* _What the task requires_
Put every line of the items below into a Markdown table with a Row column for the row number and a Line column for the line itself, leaving out blank lines.

Data items
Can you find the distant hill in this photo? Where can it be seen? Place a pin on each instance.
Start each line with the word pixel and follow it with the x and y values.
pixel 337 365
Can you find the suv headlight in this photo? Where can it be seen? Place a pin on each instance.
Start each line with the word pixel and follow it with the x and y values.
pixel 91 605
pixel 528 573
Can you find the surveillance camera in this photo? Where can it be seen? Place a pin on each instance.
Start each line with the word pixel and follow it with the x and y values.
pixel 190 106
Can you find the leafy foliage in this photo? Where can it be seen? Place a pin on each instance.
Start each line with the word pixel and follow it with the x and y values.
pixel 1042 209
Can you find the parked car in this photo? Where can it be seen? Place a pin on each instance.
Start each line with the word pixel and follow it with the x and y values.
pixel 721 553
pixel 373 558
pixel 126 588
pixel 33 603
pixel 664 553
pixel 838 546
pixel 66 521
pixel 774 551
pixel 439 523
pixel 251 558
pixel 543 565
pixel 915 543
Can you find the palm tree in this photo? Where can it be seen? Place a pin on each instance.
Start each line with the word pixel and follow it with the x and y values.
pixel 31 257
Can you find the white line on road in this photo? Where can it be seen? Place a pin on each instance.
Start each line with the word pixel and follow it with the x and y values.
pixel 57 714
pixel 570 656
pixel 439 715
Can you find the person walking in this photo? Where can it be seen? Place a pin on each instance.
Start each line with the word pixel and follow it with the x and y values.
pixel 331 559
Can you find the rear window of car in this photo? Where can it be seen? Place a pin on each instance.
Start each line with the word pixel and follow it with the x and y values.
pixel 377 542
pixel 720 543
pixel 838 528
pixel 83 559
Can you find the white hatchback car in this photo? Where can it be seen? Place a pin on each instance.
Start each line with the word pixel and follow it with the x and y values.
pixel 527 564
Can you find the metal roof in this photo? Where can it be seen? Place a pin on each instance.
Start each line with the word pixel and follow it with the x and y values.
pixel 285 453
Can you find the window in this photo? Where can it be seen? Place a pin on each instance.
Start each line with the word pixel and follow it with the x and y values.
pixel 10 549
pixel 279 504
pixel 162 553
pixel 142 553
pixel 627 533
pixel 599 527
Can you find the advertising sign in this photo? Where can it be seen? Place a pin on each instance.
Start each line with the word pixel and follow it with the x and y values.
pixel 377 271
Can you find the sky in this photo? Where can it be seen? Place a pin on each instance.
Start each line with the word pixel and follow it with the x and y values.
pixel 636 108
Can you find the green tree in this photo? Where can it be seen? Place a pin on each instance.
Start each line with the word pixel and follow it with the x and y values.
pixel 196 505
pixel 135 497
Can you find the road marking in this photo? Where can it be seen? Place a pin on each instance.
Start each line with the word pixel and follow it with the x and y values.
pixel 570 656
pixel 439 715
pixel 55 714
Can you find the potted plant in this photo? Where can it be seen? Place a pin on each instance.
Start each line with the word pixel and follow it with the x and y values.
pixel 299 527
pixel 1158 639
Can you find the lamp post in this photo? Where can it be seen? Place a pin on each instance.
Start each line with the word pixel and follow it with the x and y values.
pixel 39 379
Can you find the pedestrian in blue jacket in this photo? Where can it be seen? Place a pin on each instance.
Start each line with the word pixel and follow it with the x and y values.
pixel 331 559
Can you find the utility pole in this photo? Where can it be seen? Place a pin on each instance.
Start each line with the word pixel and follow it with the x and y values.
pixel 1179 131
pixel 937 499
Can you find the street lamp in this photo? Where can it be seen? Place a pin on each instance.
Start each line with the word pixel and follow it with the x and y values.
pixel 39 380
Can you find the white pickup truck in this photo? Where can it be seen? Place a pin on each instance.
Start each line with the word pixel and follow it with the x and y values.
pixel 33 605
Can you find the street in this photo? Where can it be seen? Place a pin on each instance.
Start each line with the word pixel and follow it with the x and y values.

* _The completed task_
| Row | Line |
|---|---|
| 1 | Can you find the distant hill in this photo? Where can it be seen? Place a pin on each instance. |
| 2 | Start each line with the word pixel and follow it with the x and y values. |
| 3 | pixel 337 365 |
| 4 | Can you find the suv headlight in this photo? Where can it be seen? Place a pin on each instance. |
| 5 | Start each line with the word pixel and follow it with the x and y values. |
| 6 | pixel 91 605 |
| 7 | pixel 528 573 |
| 8 | Can you find the surveillance camera in this photo? Where can it be seen? Place a pin on each instance. |
| 9 | Start each line with the word pixel and follow it with the x and y values. |
| 10 | pixel 190 106 |
| 11 | Can you find the leafy foliage in this photo? Where can it be seen? Place a pin on each instance. |
| 12 | Start each line with the word pixel and follow it with the x and y values. |
| 13 | pixel 1042 209 |
| 14 | Can you find the parked car in this photo? Where can it be seen? Place a pin on each instance. |
| 15 | Start each line with the word pixel and follow it with the x and y values. |
| 16 | pixel 721 553 |
| 17 | pixel 373 558 |
| 18 | pixel 126 588 |
| 19 | pixel 33 603 |
| 20 | pixel 664 553 |
| 21 | pixel 838 546 |
| 22 | pixel 66 521 |
| 23 | pixel 774 551 |
| 24 | pixel 439 523 |
| 25 | pixel 251 558 |
| 26 | pixel 543 565 |
| 27 | pixel 915 543 |
| 28 | Can you find the palm tree in this photo? Where can it be seen? Place a pin on each instance. |
| 29 | Start each line with the word pixel and follow it with the x and y values. |
| 30 | pixel 31 257 |
| 31 | Can you find the white line on road in this photo? Where can it be seen? Place a pin on each instance. |
| 32 | Start each line with the word pixel and follow it with the x and y values. |
| 33 | pixel 57 714 |
| 34 | pixel 570 656 |
| 35 | pixel 439 715 |
| 36 | Can you find the person walking in this photo? Where can it be seen? Place a pin on each instance. |
| 37 | Start each line with the word pixel and follow it with the x and y values. |
| 38 | pixel 331 559 |
| 39 | Can you find the rear window of car in this photo? Where can it be seen? Place a pin on each instance. |
| 40 | Start each line with the word pixel and follow it with the x and y values. |
| 41 | pixel 377 542 |
| 42 | pixel 720 543 |
| 43 | pixel 838 528 |
| 44 | pixel 83 559 |
| 45 | Can you find the white hatchback car in this photo? Where can it be seen? Place a pin on each instance. |
| 46 | Start each line with the word pixel and follow it with the x and y values. |
| 47 | pixel 527 564 |
| 48 | Can you find the metal roof in this photo? Where can it be seen? Place a pin on each instance. |
| 49 | Start each line with the word pixel and follow it with the x and y values. |
| 50 | pixel 285 453 |
| 51 | Can you find the window in this photo? Where can it be seen? Place a pin on each instance. |
| 52 | Start each line with the word pixel and follow it with the x and y values. |
| 53 | pixel 10 549 |
| 54 | pixel 279 504 |
| 55 | pixel 162 553 |
| 56 | pixel 142 553 |
| 57 | pixel 627 533 |
| 58 | pixel 599 527 |
| 59 | Can you find the advertising sign in this photo? Where can it be seen? Place a pin on each instance. |
| 60 | Start each line with the word pixel and follow it with the x and y values. |
| 61 | pixel 377 271 |
| 62 | Can you find the sky in this photo? Where can it be seen? Place a pin on each instance. |
| 63 | Start each line with the word pixel and follow it with the x and y values. |
| 64 | pixel 636 108 |
| 65 | Can you find the green tree in this photo? Where can it be seen? Place a pin on each instance. |
| 66 | Start each line with the word pixel and follow it with the x and y values. |
| 67 | pixel 196 505 |
| 68 | pixel 135 497 |
| 69 | Can you find the road marking in this photo? Where can it be seen? Place a pin on each instance. |
| 70 | Start each line with the word pixel and follow it with the x and y values. |
| 71 | pixel 570 656 |
| 72 | pixel 439 715 |
| 73 | pixel 55 714 |
| 74 | Can you find the potted plant in this photo? Where can it be seen? Place a pin on each instance. |
| 75 | Start each line with the word pixel and follow it with the x and y values. |
| 76 | pixel 299 527 |
| 77 | pixel 1158 639 |
| 78 | Can you find the lamp post in this photo? Where can it be seen? Place a pin on each instance. |
| 79 | Start each line with the word pixel and follow it with the x and y values. |
| 80 | pixel 39 379 |
| 81 | Can you find the pedestrian in blue jacket in this photo? Where can it be seen? Place a pin on each instance. |
| 82 | Start each line with the word pixel and follow it with the x and y values. |
| 83 | pixel 331 559 |
| 84 | Can you find the utility pole in this photo? Where can it be seen? Place a pin on each instance. |
| 85 | Start each line with the word pixel and follow it with the x and y values. |
| 86 | pixel 1179 131 |
| 87 | pixel 937 499 |
| 88 | Can you find the street lamp in this photo? Where can it be seen? Place a pin on each instance. |
| 89 | Start each line with the word pixel and follow it with the x and y values. |
| 90 | pixel 39 380 |
| 91 | Can you find the white pickup truck in this photo? Where can it be seen? Place a pin on each instance. |
| 92 | Start each line with the word pixel and follow it with the x and y values. |
| 93 | pixel 33 605 |
| 94 | Can you find the street in this photo? Where can it be seen? Place a pin on each instance. |
| 95 | Start each line with the word pixel and follow it with the x and y values. |